> _WHAT YOU SHOULD DO_
Show every line of the entries below that contains the string "window", copying each such line in full and matching case exactly.
# Start of EXTRACTED MATERIAL
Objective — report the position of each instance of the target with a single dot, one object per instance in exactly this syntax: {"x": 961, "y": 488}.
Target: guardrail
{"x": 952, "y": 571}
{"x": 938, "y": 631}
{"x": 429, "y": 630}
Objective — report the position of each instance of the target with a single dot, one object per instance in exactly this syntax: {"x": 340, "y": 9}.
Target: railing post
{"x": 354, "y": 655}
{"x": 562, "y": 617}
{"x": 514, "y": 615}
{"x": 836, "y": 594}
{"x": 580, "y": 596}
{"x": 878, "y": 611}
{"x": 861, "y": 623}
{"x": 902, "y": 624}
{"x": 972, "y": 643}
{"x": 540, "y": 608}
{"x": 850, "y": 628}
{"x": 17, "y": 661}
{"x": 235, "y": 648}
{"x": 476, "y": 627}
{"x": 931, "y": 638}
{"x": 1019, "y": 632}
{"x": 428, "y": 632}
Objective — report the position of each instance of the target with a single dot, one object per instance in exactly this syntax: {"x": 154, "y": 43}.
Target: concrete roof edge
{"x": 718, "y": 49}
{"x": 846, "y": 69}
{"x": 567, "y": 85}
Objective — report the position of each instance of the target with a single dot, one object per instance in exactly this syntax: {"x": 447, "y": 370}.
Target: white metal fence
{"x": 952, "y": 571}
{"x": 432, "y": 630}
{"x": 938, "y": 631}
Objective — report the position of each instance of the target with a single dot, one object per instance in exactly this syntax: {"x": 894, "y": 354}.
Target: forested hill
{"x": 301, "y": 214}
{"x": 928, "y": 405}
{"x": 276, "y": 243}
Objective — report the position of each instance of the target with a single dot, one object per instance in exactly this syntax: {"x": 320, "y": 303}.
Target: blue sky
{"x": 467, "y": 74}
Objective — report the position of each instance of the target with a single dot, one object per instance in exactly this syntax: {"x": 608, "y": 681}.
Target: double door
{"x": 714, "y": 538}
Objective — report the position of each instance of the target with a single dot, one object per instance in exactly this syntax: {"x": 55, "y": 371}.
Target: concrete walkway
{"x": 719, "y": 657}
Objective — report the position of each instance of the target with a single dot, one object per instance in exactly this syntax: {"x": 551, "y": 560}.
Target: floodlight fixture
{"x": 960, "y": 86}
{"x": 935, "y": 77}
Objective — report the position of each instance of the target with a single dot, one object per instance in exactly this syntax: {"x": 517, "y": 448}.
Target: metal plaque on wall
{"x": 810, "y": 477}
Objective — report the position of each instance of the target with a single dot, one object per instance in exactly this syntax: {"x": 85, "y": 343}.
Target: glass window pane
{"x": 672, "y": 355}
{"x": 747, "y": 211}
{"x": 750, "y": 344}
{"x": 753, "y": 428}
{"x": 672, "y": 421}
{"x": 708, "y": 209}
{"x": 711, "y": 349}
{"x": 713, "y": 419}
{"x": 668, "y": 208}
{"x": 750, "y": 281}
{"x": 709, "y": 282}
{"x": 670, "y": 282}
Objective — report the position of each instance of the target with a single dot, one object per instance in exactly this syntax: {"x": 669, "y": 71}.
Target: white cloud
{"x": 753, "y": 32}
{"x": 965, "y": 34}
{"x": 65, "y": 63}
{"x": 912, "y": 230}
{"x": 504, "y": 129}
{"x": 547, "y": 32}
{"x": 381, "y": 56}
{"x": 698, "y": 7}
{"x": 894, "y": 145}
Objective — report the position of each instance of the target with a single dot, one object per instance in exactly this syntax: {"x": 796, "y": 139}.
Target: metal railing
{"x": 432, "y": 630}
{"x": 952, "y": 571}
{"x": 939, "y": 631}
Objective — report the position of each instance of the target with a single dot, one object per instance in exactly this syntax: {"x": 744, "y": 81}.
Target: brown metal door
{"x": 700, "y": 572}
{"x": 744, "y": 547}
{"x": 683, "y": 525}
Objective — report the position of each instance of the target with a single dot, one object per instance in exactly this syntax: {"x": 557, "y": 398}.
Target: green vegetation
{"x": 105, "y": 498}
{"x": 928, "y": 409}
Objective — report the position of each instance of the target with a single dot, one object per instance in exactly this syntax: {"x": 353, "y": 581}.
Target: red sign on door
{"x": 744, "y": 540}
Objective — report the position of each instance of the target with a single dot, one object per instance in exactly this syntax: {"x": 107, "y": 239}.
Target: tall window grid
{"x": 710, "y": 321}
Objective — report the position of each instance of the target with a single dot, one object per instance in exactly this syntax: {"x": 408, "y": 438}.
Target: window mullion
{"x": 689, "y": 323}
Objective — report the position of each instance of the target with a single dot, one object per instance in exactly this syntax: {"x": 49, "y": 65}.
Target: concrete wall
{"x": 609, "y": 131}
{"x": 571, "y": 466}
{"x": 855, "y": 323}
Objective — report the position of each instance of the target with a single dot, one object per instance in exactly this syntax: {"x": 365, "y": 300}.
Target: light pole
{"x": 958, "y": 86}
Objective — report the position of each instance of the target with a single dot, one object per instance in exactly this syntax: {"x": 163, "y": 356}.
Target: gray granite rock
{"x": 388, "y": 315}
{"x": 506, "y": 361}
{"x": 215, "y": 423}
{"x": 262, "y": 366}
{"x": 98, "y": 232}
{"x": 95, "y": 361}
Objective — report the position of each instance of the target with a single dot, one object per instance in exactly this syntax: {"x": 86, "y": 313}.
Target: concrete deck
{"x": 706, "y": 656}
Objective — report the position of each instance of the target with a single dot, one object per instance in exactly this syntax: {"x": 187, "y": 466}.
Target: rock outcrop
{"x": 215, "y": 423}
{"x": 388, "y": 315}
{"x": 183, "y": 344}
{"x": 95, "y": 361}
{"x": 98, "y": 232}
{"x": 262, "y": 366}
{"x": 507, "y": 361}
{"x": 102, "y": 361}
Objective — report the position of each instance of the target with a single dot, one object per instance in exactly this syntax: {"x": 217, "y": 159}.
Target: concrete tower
# End of EXTRACTED MATERIAL
> _ANSWER IN FULL_
Target: glass window pane
Target: tall window grid
Target: window mullion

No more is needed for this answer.